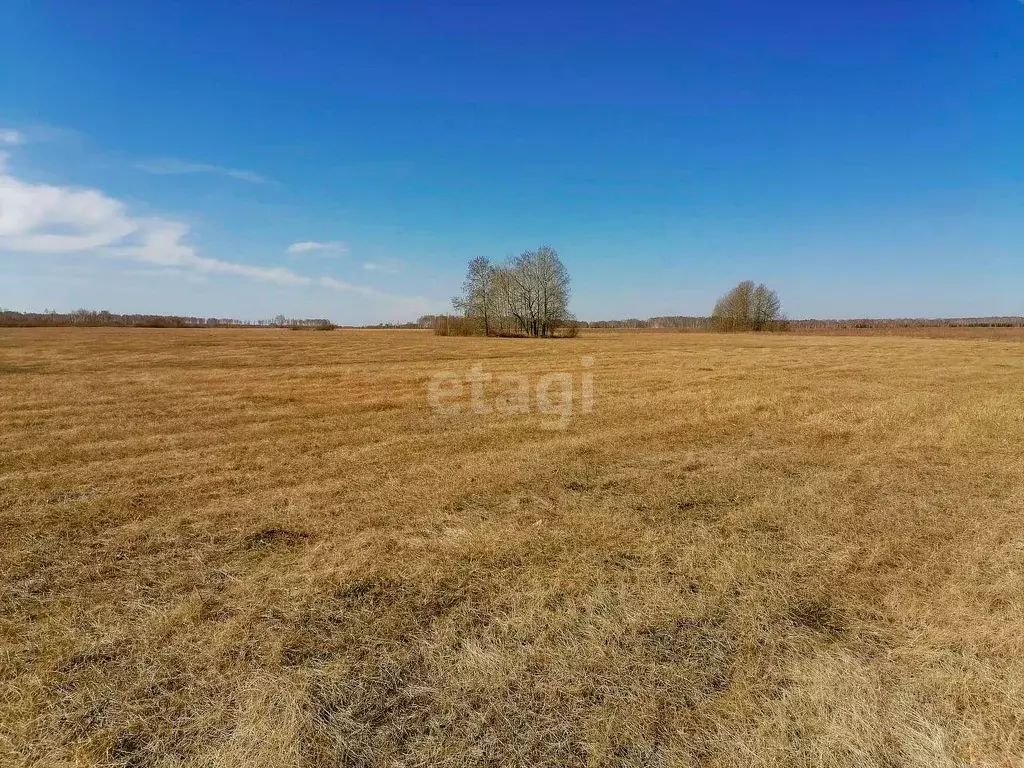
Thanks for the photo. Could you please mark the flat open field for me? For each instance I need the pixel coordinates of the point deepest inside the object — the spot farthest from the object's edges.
(267, 548)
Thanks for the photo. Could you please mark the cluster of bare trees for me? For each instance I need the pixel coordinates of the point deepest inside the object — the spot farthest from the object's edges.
(748, 307)
(528, 295)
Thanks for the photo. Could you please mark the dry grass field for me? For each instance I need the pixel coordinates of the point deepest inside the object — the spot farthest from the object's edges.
(264, 548)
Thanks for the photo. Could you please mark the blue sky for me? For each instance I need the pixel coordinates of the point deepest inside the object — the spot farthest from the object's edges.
(865, 160)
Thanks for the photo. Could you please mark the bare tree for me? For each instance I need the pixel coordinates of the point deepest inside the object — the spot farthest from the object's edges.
(748, 307)
(528, 295)
(477, 299)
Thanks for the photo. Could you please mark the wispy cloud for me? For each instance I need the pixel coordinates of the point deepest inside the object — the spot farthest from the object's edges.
(383, 266)
(37, 218)
(311, 246)
(172, 167)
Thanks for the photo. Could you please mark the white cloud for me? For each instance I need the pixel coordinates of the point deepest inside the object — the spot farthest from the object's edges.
(170, 166)
(39, 218)
(311, 246)
(385, 266)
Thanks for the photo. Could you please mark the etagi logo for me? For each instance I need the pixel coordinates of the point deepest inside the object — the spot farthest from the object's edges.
(506, 394)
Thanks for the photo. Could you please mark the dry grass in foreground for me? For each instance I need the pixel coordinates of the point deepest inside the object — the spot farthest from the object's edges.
(245, 548)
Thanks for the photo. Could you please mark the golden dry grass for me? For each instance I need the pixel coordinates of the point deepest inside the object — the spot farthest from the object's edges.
(248, 548)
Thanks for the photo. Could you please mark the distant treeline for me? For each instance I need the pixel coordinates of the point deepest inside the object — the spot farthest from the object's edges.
(705, 324)
(93, 318)
(88, 317)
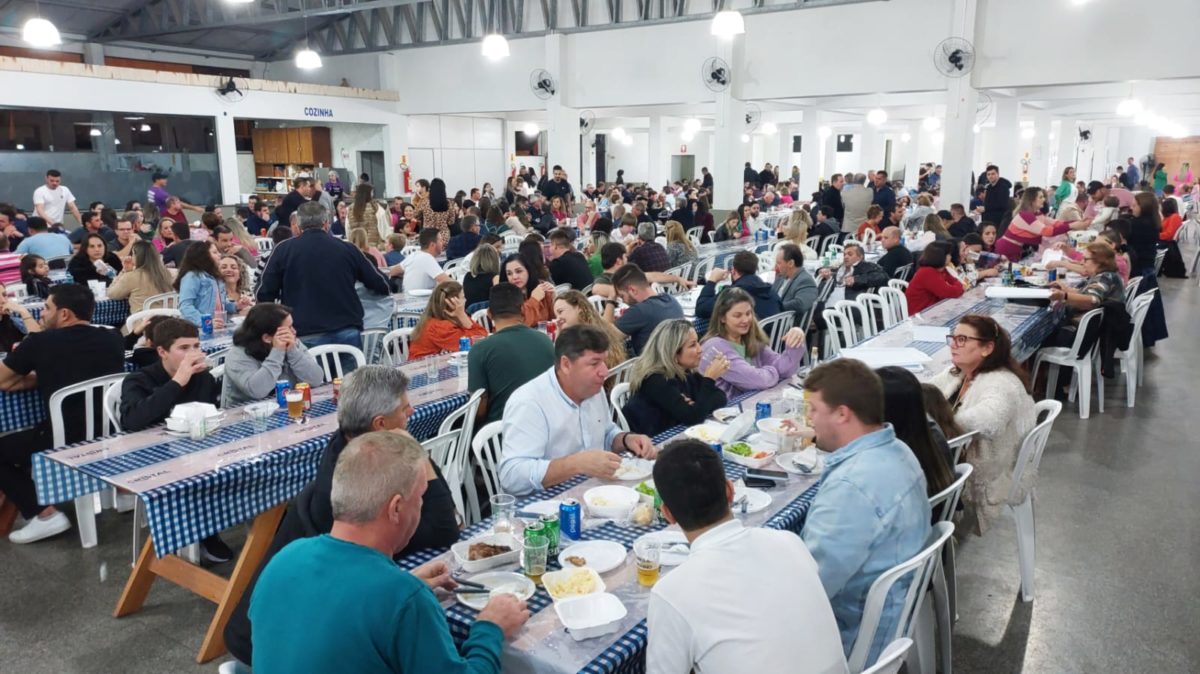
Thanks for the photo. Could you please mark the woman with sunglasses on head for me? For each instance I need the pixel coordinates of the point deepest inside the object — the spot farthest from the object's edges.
(989, 392)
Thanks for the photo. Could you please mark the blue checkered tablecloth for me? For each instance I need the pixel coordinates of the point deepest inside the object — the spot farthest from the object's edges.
(108, 312)
(627, 653)
(189, 510)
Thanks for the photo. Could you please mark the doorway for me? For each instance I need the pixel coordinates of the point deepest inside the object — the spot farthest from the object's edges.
(371, 163)
(683, 167)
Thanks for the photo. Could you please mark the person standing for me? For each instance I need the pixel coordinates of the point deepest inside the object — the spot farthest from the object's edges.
(997, 198)
(741, 624)
(52, 200)
(873, 511)
(328, 312)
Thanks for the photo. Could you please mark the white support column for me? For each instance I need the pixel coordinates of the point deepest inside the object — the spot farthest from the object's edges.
(810, 152)
(1068, 133)
(1039, 155)
(563, 122)
(658, 170)
(961, 101)
(729, 151)
(1007, 139)
(227, 157)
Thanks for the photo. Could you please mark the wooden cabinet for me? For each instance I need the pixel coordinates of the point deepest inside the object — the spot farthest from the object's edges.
(297, 145)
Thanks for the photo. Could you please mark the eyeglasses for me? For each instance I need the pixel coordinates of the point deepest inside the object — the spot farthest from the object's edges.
(961, 339)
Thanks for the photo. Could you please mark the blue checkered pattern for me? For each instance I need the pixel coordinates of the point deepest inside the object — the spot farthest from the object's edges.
(108, 312)
(627, 654)
(195, 507)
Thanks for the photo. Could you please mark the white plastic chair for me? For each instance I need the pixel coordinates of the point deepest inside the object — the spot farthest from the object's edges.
(895, 306)
(1084, 366)
(456, 470)
(137, 317)
(888, 663)
(487, 449)
(618, 397)
(91, 390)
(775, 326)
(395, 345)
(621, 372)
(874, 311)
(372, 339)
(921, 569)
(1020, 501)
(485, 319)
(1131, 359)
(161, 301)
(943, 505)
(329, 356)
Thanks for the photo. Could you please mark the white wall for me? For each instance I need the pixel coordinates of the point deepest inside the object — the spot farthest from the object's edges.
(462, 151)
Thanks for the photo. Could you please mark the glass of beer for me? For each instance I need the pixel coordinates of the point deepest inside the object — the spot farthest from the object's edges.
(533, 557)
(295, 405)
(648, 558)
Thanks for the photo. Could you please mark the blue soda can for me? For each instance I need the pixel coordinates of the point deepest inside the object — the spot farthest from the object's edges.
(762, 410)
(570, 519)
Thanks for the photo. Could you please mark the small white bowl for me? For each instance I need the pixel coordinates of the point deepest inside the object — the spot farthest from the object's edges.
(616, 501)
(591, 615)
(462, 552)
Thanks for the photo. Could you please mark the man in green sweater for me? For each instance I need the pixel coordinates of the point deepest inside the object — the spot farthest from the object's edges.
(339, 602)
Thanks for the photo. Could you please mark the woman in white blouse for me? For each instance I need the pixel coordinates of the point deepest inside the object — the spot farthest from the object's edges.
(989, 392)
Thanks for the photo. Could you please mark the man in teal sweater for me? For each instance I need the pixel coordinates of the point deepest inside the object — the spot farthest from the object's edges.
(339, 602)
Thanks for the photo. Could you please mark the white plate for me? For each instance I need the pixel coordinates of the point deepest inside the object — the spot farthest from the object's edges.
(634, 469)
(601, 555)
(707, 433)
(523, 587)
(757, 499)
(669, 555)
(810, 457)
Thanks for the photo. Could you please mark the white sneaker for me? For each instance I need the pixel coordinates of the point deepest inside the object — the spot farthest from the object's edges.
(39, 528)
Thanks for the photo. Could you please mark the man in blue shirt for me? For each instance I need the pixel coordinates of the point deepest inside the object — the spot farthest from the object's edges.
(354, 607)
(871, 510)
(42, 241)
(558, 425)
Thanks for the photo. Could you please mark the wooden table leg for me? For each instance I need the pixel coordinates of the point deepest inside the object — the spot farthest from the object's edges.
(225, 593)
(262, 531)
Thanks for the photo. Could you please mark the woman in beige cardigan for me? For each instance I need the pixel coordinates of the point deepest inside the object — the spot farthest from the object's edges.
(142, 277)
(989, 393)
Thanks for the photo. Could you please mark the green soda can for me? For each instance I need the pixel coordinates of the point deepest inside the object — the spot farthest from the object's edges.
(550, 529)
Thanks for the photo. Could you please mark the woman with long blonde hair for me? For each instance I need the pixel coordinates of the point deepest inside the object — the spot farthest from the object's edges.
(735, 335)
(573, 308)
(443, 323)
(666, 386)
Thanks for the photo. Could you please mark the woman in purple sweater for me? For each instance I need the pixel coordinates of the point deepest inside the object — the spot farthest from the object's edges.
(733, 332)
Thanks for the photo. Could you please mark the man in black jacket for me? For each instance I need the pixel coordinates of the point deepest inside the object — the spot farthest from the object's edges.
(181, 375)
(997, 199)
(372, 398)
(315, 275)
(832, 197)
(744, 275)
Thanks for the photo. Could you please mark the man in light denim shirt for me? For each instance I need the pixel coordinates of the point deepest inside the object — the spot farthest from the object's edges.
(871, 510)
(558, 425)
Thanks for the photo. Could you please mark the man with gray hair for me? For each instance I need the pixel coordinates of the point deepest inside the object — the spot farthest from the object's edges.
(647, 253)
(315, 274)
(856, 199)
(372, 398)
(339, 602)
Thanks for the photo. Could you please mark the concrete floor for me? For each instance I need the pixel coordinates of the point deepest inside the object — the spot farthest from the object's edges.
(1116, 588)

══════

▶ _To be done_
Copy the material shown above in full and exactly. Skip the pictures.

▶ _Written solution_
Thanks for the photo. Could you please mark the flat open field for me? For each instance I need the pixel coordinates of the point deepest inside the object — the spot farthest from the object's edges.
(267, 548)
Thanks for the photo. Could you please mark the cluster of bare trees for me? For each instance I need the pixel coordinates of the point deepest inside the object — the spot farthest from the object's edges.
(748, 307)
(528, 295)
Thanks for the photo. Could you please mark the dry grass field for me? For each instance I need the pixel coordinates of the point deepest inside the object — the spot farthest from the object's edges.
(264, 548)
Thanks for the photo. Could you please mark the blue sky for me? For each instance I need the pixel coordinates of the point deepest inside the object — the spot farthest from the object's edges.
(865, 160)
Thanks for the photo. Could you please mark the bare tree for me? For each instance I need the pixel coordinates of the point deepest inside the object — the spot farthest from the object's edges.
(748, 307)
(528, 295)
(477, 299)
Thanks for the photo. Could you please mark the wispy cloud for me? For each instance I need the pixel coordinates of the point deepest inside the object — the spot farthest from the object's edges.
(383, 266)
(37, 218)
(311, 246)
(172, 167)
Thanks for the photo. Could you please mark the white cloud for me? For each instance I need the pixel coordinates of the point deepest inside the object — the spot farthest from the object's edges.
(170, 166)
(39, 218)
(311, 246)
(385, 266)
Thanks for the photo. Could you please mark the etagi logo for me? For each instance I need the pixel coordinates of the point deepest inside the object — the spot farthest from the object's edges.
(506, 394)
Thanks for the photo. Could you please mark the dry grass in foreground for me? For each instance I need the pixel coordinates of the point deepest inside the object — the spot farthest from the object's edges.
(245, 548)
Thanks for the photo. Could you please mark the golden dry grass for me? For each instance I need the pixel coordinates of the point deepest inside the object — the spot farthest from the object's edges.
(248, 548)
Thanks for the photo. Could you please mark the distant treeline for me? For each instance I need the pixel coordinates of the point deepest inside the object — the spot farthest from the object's edges.
(705, 324)
(93, 318)
(88, 317)
Thanks for the photo. Could you please mark the woman with sunglasses on head for me? For each instance I need the pixel coordinates of the point deepest inside the object — the spot farthest from the object's edges.
(989, 392)
Thanks for the photo. Could you please mark the blue checkered tablecloth for me? For each instance I need the pixel coordinates of the point deepest inside the object — the spot farthest from the object's edges.
(108, 312)
(627, 653)
(189, 510)
Thanks for the photo. Could you please mark the doorway for me? For each instance I need the pixel coordinates of the point deepest inside the object — the spot farthest from the object's edges.
(371, 163)
(683, 167)
Thanks for the photo. Could you please mark the person standing for me? For each instance I need the pixel coordinates of the point deepest inside the object — the spot farthest from the object's edges.
(997, 198)
(741, 624)
(52, 200)
(873, 511)
(328, 312)
Thanks for the photo. Could you please mark the white support column for me? For each instance I need the pixel coordinates of the point deepest inside the object — the spot farthest from the object's edges.
(810, 152)
(1068, 133)
(1039, 155)
(563, 122)
(658, 170)
(961, 101)
(729, 151)
(1007, 139)
(227, 157)
Thanks for the photo. Could you please mark the wooden cabinet for me? For each instance I need the pixel coordinates of the point deepest inside the object — the spot farthest from the object's edges.
(297, 145)
Thanks for the photo. Could you please mark the eyeglasses for me? For each instance I need the pixel coordinates of the point deepest inside the object — the spot farthest from the object's edges.
(961, 339)
Thanks for the photo. Could you please mark the blue checkered pattern for me? For each instance I need the pixel coordinates of the point deepest inside the object — the spot farthest from the object's edges.
(108, 312)
(627, 654)
(195, 507)
Thanks for the photo. Could you please mark the white plastic chair for me? For each instance I need the pixel coordinates of the point deepest inside the object — the spot farthest from the object's edges.
(895, 306)
(1084, 366)
(456, 470)
(137, 317)
(888, 663)
(487, 449)
(618, 397)
(91, 390)
(775, 326)
(395, 345)
(621, 372)
(874, 311)
(372, 339)
(921, 569)
(1020, 501)
(485, 319)
(1131, 359)
(161, 301)
(943, 505)
(329, 356)
Thanks for the photo. Could you please mark the white wall for me? For each instance I need the pixel coordinates of the point deepest inside the object — the spot farthest from the object's edges.
(462, 151)
Thanks for the photo. Could you please mark the glass of beer for me? For each instance I need the pixel coordinates of the point deepest inside the object — the spot farthest from the object's edges.
(533, 557)
(295, 405)
(648, 558)
Thanks for the photo. Could you please mark the blue soda can for me? For each instance I need the pixel coordinates of the point deepest inside the object — the spot farthest from the object's edges.
(762, 410)
(570, 519)
Thanks for the photo. Could you please mark the small white bowl for me? For each instance I need the pixel coordinates of the point deepest inside the object — the spot farthest from the object's edges.
(616, 501)
(591, 615)
(462, 552)
Thanks for the photo. Could you please mark the man in green sweater for me? For each instance I need the pixel coordinates of the point deepest inside the object — the spot farthest from the object's edges.
(339, 602)
Thanks for the photo. Could you please mark the woman in white blouse for me? For each instance I need the pixel coordinates of the point deepest inside the object — the spot farthest from the object's edges.
(989, 392)
Thanks for the photo. Could you please mark the man in teal sweater for me? For each instance I need the pixel coordinates of the point deepest inside the object — the spot farthest from the object's edges.
(339, 602)
Thanks for the photo. Could you please mark the white plate for me? For each instance I need the pixel coordinates of the point deepest inside the object — the spot farthest from the object's edges.
(634, 469)
(601, 555)
(707, 433)
(523, 587)
(757, 499)
(669, 555)
(810, 457)
Thanks for the photo. Could you please mark the white sneaker for me? For each instance I need the pixel coordinates of the point deepest inside the object — the spot farthest from the object's edges.
(39, 528)
Thanks for the photo. Could you please mark the man in blue shirt for me? For each instance I need the pixel coordinates of the point deepest inside the object — the spot farthest from the object's edges.
(354, 607)
(871, 510)
(42, 241)
(558, 425)
Thanks for the photo. Could you please mark the wooden table leg for me? For each instance I need the pixel coordinates of the point deepest inside the object — the spot farthest from the object's edges.
(225, 593)
(262, 531)
Thanks for the photo. Could you please mark the woman in beige cardigan for me? For each instance I need the pixel coordinates of the point deepest inside the object — the spot farthest from the object's edges.
(142, 277)
(989, 393)
Thanks for the photo. Could you please mark the green soda can for me? For each instance I need the pixel coordinates of the point deepest inside the object — the spot farthest from the object's edges.
(550, 529)
Thanks for the photo. Could you please mark the woman with long blonde hair for me? For each instance I need the pixel coordinates of the point deepest inside the object — the spot farthest from the object's edges.
(735, 335)
(573, 308)
(443, 323)
(666, 386)
Thanks for the photo. Could you please mark the woman in purple sweater for me? For each instance I need the pixel coordinates of the point deepest inside the object — the spot farthest from the object's edges.
(733, 332)
Thanks for the photo. Could you please mark the man in black jacket for me? For each instance I need the pixel coordinates of the point deepest inside the object — the spot farthest from the object's edges.
(181, 375)
(997, 199)
(372, 398)
(315, 275)
(832, 197)
(744, 275)
Thanks for the photo. Could you please mark the man in light denim shirt for me? For each instance I need the pixel coordinates of the point deepest inside the object — the spot farthest from the object's edges.
(871, 510)
(558, 425)
Thanks for the photo. Could you please mark the man with gray hair for me? For each instance I need the pixel coordinates of the point deepest inside the object — the spot farthest from the object's edges.
(647, 253)
(315, 274)
(856, 199)
(372, 398)
(339, 602)
Thanks for the photo. Could you please mark the concrete floor for me? For each instance I need the pixel coordinates of the point deepest inside the object — the spot farthest from the object's edges.
(1116, 588)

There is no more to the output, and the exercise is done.